**What this task involves**
Transcribe all of the material below word for word and leave out its pictures.

**Task data**
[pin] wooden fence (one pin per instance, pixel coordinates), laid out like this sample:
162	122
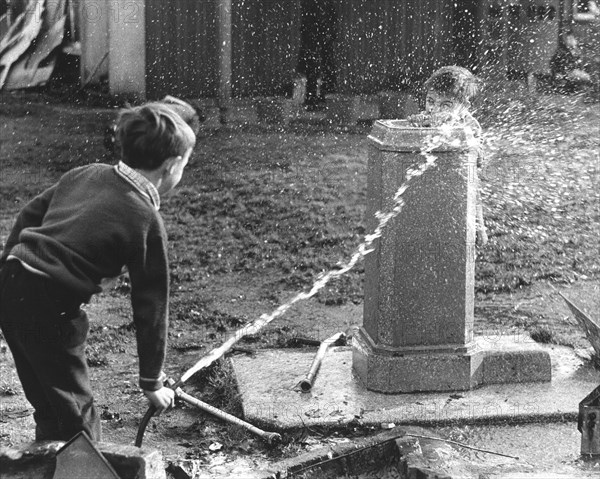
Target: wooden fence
379	42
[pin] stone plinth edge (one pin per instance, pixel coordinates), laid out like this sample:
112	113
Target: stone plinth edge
489	361
38	461
398	135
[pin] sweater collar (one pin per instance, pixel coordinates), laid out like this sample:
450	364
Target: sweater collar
140	183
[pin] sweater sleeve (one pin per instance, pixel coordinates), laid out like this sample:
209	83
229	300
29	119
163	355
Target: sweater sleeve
149	274
31	215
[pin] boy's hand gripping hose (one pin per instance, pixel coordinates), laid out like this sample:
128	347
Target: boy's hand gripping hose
216	354
269	437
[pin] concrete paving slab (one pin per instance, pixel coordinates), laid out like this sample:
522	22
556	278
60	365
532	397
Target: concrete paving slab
268	386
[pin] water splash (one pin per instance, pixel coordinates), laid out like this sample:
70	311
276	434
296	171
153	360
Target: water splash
366	247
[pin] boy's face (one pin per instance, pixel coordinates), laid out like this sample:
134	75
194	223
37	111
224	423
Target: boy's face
436	103
174	172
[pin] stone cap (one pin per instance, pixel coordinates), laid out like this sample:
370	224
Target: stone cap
398	135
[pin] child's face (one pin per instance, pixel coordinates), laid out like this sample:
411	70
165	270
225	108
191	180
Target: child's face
436	103
172	175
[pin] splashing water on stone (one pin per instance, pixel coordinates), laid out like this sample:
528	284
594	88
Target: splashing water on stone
431	143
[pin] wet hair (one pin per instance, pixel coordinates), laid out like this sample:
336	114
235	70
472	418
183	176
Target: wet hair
151	133
191	115
455	82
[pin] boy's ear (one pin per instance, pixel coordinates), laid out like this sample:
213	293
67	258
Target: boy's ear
170	163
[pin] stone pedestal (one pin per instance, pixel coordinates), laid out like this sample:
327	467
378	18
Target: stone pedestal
417	332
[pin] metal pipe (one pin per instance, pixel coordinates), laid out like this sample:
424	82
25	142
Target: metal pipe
270	437
307	383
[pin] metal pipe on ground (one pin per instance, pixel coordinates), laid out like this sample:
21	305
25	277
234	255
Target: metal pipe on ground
306	384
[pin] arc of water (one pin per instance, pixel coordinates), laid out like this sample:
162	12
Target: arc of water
360	252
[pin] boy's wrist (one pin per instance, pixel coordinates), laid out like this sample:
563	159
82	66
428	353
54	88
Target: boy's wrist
152	384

**Correct output**
[pin] wooden fence (one pin per instance, pixel coordinates), laid out like this sample:
162	122
Target: wooden fence
379	42
[pin] stone plinth edge (one pin per instance, pixel coordinates), laid out like this sample:
112	113
Target: stone plinth edge
489	361
38	461
398	135
[pin] sweater collar (one pin per instance, pixel coordinates), laid out like this sample:
450	364
Target: sweater collar
140	183
[pin] sweater sleeve (one pin per instance, pixel coordinates), laid out like this sample:
209	83
229	300
29	119
163	355
Target: sweater sleeve
149	274
31	215
[pin] boy's hand gripping hose (one pin per instance, pixel coordinates), laid out like this sample:
128	347
Target: boy's hand gripping hose
216	354
269	437
[pin] concrete paving slab (one pin per instance, pixel coordinates), laid out like this sample:
522	22
556	278
60	365
532	397
Target: concrete paving slab
268	386
[pin] water splash (one pin per instance, pixel coordinates), laid out like this sample:
70	311
276	434
296	171
153	360
Target: water splash
366	247
[pin] boy's face (one pin per instance, pixel coordinates), laid out like this sample:
134	75
194	223
37	111
224	423
Target: boy's face
436	103
174	172
[pin] stone cap (one pin per instance, pixel coordinates), laid out like this sample:
370	224
Target: stone cap
398	135
[pin] child's face (one pin per instance, pixel coordinates), laid out like this sample:
411	70
165	270
225	108
191	180
Target: child's face
436	103
172	175
[pin] splashing water on stone (one pin per instance, pixel coordinates), laid out like this sample:
528	284
594	88
Target: splashing water on stone
431	143
[pin] wet hair (one pin per instance, pixel coordinates), laid out like this sample:
336	114
235	70
472	418
183	176
Target: wet hair
151	133
191	115
455	82
[pin] boy's ear (one pin per instance, pixel coordinates), laid out like this sample:
213	293
67	258
Target: boy's ear
170	163
[pin] stone pedestal (one pin per instance, pixel coordinates), laid out like this sample:
327	467
378	18
Target: stone pedestal
417	332
[pin] metal pipe (one pin per instance, pixel coordinates), laid out like this sample:
424	82
25	142
Target: metal pipe
270	437
307	383
[pin] metal pipe on ground (one pin per instance, pixel coordinates), laid out like this sample:
21	305
25	277
234	255
Target: metal pipe on ground
306	384
[pin] arc of water (one pin per instance, pixel coordinates), laid out like this sample:
162	12
Target: arc of water
360	252
[pin] boy's wrist (one pin per instance, pixel coordinates), laid out like this sample:
563	159
82	66
428	353
54	88
Target: boy's wrist
152	384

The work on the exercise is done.